▸ PROBLEM TO WORK ON:
In the records below, take the part that opens with the line containing "Report one point per instance of the sky" and closes with the line containing "[[1108, 25]]", both ends included, and recast it as a Markdown table. Use the columns Row and Line, number each row, and leave out blank lines.

▸ EXERCISE INPUTS:
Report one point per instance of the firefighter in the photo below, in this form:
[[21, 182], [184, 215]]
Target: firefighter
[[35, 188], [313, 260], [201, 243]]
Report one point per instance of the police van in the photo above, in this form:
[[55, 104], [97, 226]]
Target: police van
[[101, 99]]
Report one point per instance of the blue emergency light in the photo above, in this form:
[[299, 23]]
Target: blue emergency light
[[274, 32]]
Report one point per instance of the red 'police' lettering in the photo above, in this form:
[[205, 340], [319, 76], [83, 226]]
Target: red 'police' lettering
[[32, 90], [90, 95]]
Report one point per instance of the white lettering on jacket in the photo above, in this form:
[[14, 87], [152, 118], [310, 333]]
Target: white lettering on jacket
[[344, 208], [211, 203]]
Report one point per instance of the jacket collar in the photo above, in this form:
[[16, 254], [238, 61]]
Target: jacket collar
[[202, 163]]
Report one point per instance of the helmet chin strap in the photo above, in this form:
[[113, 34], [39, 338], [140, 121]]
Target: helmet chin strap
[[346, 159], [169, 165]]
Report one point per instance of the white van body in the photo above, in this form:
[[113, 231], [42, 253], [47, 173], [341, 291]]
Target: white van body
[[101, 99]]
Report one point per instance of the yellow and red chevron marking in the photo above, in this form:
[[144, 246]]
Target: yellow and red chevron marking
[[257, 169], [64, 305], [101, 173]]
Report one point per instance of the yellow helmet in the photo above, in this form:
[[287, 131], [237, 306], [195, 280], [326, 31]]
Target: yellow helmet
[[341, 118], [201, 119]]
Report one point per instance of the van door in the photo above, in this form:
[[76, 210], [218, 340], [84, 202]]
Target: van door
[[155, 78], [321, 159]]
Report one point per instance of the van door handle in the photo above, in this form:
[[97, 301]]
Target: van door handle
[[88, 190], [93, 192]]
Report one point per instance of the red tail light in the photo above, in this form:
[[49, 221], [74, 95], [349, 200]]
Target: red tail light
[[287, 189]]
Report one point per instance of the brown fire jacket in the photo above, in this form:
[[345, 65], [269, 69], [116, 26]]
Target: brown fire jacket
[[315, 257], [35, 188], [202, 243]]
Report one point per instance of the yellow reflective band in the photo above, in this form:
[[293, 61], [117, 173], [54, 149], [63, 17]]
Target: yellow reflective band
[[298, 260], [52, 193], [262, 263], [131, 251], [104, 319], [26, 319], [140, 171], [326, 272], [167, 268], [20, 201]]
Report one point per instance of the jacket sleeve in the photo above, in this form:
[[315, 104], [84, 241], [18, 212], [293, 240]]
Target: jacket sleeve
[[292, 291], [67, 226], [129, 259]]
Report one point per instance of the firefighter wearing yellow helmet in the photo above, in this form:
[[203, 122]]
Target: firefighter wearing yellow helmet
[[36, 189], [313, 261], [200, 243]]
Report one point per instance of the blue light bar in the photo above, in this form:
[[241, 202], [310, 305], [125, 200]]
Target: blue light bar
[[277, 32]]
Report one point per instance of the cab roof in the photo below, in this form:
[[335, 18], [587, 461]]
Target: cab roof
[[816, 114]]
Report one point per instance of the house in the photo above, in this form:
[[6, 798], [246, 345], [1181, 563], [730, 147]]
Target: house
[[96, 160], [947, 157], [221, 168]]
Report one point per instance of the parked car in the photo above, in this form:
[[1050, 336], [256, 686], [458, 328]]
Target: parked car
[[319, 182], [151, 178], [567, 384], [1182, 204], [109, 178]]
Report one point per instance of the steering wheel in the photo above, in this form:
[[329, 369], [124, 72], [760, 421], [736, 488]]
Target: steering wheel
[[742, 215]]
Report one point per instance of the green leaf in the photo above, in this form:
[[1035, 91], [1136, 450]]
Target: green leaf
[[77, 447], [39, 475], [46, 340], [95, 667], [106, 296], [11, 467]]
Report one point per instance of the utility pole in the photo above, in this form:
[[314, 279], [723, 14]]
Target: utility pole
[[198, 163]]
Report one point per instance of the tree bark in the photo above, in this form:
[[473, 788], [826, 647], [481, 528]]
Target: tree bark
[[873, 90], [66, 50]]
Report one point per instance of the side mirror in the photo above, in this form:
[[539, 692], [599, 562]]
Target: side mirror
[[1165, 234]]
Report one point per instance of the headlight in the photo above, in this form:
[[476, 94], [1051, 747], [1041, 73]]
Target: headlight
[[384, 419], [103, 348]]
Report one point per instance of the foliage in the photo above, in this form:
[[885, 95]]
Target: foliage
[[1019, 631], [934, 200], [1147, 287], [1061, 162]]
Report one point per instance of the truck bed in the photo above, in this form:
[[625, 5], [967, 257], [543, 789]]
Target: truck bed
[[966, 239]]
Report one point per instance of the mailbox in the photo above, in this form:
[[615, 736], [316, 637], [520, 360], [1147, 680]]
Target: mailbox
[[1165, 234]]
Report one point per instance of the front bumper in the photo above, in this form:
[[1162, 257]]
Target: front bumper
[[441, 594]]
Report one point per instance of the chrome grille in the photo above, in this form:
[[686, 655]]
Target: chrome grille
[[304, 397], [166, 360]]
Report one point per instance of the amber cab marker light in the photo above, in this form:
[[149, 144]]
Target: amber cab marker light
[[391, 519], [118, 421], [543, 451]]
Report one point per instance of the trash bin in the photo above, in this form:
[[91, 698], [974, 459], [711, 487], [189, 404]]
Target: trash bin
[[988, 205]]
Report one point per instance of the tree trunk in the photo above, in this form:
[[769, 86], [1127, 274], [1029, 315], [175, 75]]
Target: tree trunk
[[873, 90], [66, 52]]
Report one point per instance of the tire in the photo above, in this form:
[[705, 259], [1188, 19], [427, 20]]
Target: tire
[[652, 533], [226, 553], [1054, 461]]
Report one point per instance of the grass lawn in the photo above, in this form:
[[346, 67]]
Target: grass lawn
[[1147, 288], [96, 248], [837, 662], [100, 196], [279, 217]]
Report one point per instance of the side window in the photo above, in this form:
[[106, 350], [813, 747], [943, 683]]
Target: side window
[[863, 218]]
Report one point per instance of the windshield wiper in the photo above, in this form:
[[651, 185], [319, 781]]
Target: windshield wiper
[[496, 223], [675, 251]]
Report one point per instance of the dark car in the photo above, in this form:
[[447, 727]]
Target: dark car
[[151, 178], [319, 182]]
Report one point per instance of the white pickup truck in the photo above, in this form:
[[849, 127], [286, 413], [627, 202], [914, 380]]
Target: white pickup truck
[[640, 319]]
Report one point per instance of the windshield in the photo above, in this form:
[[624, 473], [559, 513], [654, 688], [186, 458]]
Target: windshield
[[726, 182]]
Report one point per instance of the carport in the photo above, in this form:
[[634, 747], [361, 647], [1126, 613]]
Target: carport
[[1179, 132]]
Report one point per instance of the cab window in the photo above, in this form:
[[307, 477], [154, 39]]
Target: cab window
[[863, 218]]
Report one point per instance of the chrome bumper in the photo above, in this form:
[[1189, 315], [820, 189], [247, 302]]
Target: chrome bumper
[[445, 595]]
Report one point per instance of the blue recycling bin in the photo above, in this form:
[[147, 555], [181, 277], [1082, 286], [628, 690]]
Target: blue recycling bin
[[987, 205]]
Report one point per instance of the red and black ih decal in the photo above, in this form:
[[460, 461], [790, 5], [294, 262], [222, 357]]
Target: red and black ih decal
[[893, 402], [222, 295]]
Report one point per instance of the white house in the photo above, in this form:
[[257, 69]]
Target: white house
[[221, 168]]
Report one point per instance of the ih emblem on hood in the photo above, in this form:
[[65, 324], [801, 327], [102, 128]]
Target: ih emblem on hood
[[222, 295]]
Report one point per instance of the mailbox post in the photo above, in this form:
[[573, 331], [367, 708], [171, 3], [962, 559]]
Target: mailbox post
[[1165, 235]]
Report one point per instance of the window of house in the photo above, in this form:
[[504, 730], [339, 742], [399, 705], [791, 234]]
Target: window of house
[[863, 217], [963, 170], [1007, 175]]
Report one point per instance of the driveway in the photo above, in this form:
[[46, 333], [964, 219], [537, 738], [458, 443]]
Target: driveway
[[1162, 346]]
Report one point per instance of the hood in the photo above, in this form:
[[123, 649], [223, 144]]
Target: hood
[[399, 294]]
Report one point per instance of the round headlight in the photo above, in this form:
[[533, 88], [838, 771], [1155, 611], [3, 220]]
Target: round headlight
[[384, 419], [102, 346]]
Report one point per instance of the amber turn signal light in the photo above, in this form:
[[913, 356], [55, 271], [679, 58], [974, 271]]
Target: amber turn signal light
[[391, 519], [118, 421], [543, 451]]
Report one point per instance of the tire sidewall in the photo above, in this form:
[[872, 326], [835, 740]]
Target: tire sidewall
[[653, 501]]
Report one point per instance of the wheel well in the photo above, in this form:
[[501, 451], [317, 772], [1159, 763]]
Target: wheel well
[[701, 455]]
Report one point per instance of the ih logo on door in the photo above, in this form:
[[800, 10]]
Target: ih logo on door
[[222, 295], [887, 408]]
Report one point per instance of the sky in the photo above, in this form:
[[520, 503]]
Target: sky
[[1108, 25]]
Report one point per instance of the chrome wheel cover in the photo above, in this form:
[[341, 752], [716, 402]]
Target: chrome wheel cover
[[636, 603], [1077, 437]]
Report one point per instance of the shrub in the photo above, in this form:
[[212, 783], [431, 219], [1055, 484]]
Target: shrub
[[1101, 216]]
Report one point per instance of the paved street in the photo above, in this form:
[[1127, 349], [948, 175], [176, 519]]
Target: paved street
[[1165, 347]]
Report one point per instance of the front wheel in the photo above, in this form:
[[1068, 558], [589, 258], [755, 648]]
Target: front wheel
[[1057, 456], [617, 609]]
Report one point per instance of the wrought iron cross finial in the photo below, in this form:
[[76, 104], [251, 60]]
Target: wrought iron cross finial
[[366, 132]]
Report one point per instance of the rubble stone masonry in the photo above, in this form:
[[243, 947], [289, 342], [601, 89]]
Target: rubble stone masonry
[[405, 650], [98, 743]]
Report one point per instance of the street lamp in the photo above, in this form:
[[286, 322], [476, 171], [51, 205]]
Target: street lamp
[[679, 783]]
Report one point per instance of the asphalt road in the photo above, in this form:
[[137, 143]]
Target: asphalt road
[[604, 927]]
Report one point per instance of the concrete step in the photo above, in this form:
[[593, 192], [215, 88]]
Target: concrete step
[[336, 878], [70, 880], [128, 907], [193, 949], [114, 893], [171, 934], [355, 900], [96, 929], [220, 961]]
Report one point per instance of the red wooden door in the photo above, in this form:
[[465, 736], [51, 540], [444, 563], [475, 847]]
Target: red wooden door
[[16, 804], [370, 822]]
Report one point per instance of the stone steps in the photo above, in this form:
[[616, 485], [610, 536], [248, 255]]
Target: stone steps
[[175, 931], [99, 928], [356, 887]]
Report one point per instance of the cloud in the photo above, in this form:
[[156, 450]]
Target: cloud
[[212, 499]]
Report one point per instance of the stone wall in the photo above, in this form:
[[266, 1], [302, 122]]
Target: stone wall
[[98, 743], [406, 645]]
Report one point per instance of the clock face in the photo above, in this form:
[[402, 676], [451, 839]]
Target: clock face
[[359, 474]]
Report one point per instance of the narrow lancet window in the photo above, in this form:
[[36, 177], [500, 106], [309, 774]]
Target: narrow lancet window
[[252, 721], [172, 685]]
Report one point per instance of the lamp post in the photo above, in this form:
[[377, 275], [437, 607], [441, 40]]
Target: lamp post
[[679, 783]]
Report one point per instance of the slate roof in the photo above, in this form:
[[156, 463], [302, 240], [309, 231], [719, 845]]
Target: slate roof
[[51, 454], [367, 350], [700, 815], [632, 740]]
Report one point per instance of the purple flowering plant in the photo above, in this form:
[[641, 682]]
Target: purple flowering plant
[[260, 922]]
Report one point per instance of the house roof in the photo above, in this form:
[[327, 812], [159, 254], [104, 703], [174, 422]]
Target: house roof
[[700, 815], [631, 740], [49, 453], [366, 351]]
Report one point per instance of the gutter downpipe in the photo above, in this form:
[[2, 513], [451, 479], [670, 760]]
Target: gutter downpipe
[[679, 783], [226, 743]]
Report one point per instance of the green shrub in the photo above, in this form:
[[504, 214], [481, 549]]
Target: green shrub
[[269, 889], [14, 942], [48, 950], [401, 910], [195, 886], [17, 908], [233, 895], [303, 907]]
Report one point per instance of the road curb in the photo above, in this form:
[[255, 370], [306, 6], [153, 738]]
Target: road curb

▸ ANSWER TO THIS TASK:
| Row | Line |
|---|---|
| 1 | Report one point per instance of the sky in the photo above, in this form: |
| 2 | [[520, 503]] |
| 3 | Target: sky |
| 4 | [[1108, 25]] |